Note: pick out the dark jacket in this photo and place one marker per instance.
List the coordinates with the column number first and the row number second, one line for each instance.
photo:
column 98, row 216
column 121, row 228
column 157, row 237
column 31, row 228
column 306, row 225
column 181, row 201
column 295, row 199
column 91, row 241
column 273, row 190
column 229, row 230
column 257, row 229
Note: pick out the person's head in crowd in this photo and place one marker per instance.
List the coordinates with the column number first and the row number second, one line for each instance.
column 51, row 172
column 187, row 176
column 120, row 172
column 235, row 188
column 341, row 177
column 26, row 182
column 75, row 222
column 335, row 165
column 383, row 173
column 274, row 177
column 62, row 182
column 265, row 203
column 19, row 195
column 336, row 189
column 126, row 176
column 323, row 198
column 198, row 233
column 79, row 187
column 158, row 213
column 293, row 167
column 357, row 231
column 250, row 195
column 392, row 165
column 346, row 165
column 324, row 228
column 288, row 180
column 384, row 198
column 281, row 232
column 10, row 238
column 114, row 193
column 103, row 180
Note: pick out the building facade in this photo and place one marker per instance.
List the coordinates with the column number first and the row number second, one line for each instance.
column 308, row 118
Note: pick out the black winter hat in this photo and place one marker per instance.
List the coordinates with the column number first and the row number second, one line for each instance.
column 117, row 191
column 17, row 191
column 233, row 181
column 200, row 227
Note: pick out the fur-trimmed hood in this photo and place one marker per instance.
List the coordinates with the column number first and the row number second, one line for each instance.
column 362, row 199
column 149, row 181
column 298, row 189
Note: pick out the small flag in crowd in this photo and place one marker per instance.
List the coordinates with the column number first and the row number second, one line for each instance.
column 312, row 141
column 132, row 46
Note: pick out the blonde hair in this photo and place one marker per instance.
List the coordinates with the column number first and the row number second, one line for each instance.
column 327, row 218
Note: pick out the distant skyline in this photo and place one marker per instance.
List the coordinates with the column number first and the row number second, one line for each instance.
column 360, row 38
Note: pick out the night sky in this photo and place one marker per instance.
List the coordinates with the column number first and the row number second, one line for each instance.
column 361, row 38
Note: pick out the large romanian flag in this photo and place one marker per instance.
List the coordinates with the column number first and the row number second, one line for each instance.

————————

_About this task:_ Scan the material above for the string "crowd" and report each line where you find it.

_Answer space:_
Note: pick out the person's head in crowd in this photo and place one marker per instance.
Note: pick out the small flag in crowd in this photo and place one marker per instance.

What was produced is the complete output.